**TEXT EXCERPT**

The AEDP gave grant funding to two associations that focused on underrepresented groups, the SRG and the Alexandria Minority Business Association, but Gebremedhin said four out of the eight groups had applications that narrowly focused on promoting minority representation within their respective associations and within the city as a whole.
West End Business Association has majority minority membership and is led by a minority business owner, Gebremedhin said. The other business association that focuses on minority businesses in Alexandria is the Alexandria Chamber of Commerce. In their grant application, they noted that the grant funding would be used to help promote minority owned businesses in the city. They would use the funds to help minority business owners with leadership and development, as well as doing outreach.
Pastor Lou Whiting is the president and one of five founders of the Social Responsibility Group, which received funding from the AEDP through the ALX B2B Business Association Grant Program.
“Our initiative that drove us to form the group was to be more socially responsible individuals in the City of Alexandria, looking at different social issues. Not just Black Lives Matter … [but also] housing and even a project we’re working on now with Douglass Memorial Cemetery … We want to span visibility, so that is why we organized this group,” Whiting said.
“AEDP’s grant funding was more for actually building capacity and sustainability for the group, which is sorely needed” Whiting added. “It’s hard to build an organization of all volunteers. We wanted it to be sustainable.”
Goals for the SRG include bringing a lot more attention to Black businesses in the city. In August 2023, the group plans on tying in with National Black Business Week to do a “Black Business Weekend” in Alexandria. This would be graduated to an entire week eventually, Whiting said. Grant money from the funding may go towards needed equipment for the group, renting a shared space for meetings and business and for one of their main goals which is to build an African American business directory.
“This would be an excellent tool for the City of Alexandria,” Whiting said about creating a directory. “We’re meeting now to pick out maybe three or four things with the grant funding that will help us push forward and accomplish our goals.”
To make sure the grant funding is successful for every business association that received it, the AEDP is working with each association individually.
Gebremedhin said there are “many layers” of how the AEDP is keeping contact with the grantees. There is a monthly call with all the business associations, those that received the grants and also business associations in the city that did not apply for the grants. This monthly call is not new, but rather something the AEDP will continue even after the funding period. This call, said Gebremedhin, is put in place to establish networks for all of the business associations in the city.

**DATA SECTION**
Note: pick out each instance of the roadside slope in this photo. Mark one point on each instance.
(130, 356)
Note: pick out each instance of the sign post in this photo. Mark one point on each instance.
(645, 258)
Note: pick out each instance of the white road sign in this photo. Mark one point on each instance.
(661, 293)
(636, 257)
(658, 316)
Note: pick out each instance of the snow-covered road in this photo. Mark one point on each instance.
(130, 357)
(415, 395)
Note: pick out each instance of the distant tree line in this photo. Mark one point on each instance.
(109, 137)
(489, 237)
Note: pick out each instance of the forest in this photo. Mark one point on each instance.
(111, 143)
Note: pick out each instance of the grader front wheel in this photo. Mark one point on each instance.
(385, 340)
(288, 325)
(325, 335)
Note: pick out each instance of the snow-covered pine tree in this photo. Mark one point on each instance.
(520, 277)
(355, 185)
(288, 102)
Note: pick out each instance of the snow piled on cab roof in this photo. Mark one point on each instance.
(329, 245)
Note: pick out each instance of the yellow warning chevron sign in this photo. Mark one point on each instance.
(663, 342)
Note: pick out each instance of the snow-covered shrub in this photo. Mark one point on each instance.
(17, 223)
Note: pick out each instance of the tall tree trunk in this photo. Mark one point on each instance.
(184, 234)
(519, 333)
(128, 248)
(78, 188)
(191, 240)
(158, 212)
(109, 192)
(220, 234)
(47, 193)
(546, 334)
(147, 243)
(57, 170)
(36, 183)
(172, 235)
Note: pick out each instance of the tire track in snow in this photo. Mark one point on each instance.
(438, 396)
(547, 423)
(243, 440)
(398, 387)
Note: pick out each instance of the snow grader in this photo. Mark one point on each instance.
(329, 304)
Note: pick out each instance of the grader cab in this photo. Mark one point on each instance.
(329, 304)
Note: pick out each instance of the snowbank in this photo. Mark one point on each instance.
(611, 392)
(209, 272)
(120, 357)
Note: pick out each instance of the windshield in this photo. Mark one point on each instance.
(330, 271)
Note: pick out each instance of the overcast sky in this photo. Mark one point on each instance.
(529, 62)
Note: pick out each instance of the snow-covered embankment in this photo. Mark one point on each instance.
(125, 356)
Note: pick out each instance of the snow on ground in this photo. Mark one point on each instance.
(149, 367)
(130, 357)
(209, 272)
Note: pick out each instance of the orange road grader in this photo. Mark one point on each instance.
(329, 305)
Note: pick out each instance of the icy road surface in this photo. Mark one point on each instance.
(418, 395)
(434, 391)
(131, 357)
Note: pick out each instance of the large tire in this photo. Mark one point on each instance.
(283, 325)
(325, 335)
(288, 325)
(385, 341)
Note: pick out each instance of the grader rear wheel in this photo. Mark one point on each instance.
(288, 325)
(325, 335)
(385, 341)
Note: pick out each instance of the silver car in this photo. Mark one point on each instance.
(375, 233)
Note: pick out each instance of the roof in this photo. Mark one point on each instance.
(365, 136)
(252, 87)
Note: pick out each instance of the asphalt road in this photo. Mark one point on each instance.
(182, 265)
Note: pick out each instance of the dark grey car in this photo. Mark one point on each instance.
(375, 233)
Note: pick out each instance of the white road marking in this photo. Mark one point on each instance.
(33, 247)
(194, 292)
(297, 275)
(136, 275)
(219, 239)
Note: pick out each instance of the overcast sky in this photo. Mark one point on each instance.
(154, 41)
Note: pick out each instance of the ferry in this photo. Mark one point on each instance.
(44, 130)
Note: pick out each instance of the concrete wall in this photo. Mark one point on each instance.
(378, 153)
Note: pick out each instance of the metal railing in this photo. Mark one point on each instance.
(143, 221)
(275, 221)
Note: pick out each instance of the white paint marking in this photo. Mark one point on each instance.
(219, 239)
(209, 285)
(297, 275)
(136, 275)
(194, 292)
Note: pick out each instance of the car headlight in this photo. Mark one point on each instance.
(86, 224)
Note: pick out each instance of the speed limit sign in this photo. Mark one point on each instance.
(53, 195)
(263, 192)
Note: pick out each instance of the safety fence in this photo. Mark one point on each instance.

**REQUIREMENT**
Answer from the Alexandria business grants text:
(a) Who is the president of the Social Responsibility Group, and how many founders did the group have?
(b) What event does the group plan for August 2023?
(c) How often does the AEDP hold its call with the city's business associations?

**EXPECTED ANSWER**
(a) Pastor Lou Whiting is president, and the group had five founders.
(b) A "Black Business Weekend" in Alexandria, tied in with National Black Business Week.
(c) Monthly.